▶ _SHORT TASK_
Display each line of the items below that contains the string "green", reproducing every such line in full.

▶ _Outline annotation records_
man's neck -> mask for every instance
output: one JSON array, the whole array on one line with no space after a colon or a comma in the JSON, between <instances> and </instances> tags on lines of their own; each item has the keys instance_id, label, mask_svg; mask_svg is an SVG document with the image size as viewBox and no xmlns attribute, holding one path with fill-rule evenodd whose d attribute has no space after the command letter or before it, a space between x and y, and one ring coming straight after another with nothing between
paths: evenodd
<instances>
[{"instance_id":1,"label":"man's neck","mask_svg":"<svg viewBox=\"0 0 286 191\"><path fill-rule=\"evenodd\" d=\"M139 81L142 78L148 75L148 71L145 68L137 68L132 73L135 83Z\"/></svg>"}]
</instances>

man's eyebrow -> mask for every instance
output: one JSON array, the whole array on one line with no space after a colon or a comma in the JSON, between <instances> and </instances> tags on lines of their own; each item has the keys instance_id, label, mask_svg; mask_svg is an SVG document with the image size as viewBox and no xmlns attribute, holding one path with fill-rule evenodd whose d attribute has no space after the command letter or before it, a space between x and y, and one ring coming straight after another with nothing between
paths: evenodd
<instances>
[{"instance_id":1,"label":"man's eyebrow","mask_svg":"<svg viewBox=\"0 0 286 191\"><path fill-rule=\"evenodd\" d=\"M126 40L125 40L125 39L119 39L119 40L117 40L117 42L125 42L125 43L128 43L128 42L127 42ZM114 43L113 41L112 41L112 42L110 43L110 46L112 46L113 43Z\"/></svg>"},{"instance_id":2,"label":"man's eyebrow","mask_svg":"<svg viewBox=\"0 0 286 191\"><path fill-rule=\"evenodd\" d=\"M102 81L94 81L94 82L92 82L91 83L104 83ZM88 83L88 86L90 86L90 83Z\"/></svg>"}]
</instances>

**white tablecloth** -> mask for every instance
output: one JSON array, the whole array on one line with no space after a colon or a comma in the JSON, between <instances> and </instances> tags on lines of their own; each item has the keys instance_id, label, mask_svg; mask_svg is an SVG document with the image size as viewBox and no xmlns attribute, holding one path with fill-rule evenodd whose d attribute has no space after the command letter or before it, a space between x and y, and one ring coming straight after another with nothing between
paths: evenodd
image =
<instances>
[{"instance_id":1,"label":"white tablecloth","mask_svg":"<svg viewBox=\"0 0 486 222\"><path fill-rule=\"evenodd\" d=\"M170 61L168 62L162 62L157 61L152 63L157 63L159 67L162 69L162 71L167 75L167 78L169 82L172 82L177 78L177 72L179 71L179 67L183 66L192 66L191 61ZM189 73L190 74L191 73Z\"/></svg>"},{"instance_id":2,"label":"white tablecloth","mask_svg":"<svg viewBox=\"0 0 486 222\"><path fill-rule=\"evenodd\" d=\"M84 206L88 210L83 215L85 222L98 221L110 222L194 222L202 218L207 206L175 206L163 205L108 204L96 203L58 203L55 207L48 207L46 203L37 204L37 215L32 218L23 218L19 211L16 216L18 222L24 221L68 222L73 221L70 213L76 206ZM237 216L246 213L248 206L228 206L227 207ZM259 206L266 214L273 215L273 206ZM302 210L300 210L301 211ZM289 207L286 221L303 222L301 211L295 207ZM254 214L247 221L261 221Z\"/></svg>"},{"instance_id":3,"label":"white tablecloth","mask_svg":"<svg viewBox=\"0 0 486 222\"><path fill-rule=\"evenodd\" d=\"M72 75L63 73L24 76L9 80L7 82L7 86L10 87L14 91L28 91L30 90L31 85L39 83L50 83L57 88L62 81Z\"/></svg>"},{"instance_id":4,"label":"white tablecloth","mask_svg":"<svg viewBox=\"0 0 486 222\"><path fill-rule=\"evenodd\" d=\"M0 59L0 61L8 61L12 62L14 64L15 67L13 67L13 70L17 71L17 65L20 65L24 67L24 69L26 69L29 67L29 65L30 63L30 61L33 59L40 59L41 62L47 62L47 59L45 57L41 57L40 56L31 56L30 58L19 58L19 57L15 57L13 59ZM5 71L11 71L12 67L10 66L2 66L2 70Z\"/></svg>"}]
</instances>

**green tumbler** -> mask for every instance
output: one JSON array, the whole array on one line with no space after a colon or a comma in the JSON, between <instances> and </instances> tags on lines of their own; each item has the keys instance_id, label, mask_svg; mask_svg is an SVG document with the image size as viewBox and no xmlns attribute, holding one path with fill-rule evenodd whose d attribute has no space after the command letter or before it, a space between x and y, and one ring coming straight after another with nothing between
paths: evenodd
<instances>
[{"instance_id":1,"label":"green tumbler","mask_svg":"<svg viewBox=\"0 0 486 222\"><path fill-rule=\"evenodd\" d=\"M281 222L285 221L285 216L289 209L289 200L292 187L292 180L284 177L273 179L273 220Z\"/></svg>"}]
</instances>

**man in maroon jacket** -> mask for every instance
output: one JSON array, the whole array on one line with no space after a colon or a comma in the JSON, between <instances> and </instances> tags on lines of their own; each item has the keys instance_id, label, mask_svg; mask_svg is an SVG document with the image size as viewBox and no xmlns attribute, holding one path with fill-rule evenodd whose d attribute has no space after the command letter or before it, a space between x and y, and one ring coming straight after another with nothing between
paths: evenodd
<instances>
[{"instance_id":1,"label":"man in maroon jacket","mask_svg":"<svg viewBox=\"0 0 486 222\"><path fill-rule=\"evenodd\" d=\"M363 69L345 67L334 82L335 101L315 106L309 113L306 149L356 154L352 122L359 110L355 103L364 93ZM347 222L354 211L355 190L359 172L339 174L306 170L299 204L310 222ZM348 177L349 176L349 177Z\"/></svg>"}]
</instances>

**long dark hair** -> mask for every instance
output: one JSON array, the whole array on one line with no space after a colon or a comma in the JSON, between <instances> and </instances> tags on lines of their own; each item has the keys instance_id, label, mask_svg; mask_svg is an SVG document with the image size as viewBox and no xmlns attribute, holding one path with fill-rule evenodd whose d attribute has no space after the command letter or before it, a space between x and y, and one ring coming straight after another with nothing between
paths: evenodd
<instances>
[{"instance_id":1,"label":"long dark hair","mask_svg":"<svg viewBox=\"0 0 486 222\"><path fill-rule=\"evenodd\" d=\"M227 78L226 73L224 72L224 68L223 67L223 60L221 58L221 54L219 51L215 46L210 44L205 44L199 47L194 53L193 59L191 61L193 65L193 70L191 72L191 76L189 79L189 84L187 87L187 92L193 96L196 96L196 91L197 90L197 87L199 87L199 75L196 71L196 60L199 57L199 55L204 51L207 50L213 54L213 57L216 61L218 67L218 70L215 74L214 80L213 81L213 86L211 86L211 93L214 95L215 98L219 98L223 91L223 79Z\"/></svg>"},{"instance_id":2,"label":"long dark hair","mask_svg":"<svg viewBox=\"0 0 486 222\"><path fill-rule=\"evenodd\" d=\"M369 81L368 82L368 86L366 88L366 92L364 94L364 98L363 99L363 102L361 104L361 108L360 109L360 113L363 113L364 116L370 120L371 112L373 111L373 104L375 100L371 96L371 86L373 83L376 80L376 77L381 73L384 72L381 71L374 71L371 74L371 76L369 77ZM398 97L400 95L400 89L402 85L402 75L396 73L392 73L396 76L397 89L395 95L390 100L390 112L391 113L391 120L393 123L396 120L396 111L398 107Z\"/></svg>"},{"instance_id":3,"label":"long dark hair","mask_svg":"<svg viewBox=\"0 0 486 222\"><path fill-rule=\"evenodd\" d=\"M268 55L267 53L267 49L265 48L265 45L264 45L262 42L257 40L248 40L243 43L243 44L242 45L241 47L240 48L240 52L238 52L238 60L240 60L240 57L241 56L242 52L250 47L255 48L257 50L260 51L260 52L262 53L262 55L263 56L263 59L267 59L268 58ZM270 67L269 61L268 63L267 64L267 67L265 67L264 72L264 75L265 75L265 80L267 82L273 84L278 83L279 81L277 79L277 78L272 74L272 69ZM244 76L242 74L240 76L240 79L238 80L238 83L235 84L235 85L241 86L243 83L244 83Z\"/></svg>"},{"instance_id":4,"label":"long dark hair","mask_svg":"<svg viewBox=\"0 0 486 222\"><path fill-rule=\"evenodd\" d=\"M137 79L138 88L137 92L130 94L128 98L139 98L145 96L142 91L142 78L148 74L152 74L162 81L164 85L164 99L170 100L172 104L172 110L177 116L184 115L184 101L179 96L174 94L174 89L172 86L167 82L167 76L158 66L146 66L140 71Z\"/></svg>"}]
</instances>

▶ _SOLUTION_
**green tumbler** -> mask for every instance
[{"instance_id":1,"label":"green tumbler","mask_svg":"<svg viewBox=\"0 0 486 222\"><path fill-rule=\"evenodd\" d=\"M281 222L285 221L285 216L289 209L289 200L292 187L292 180L284 177L273 179L273 220Z\"/></svg>"}]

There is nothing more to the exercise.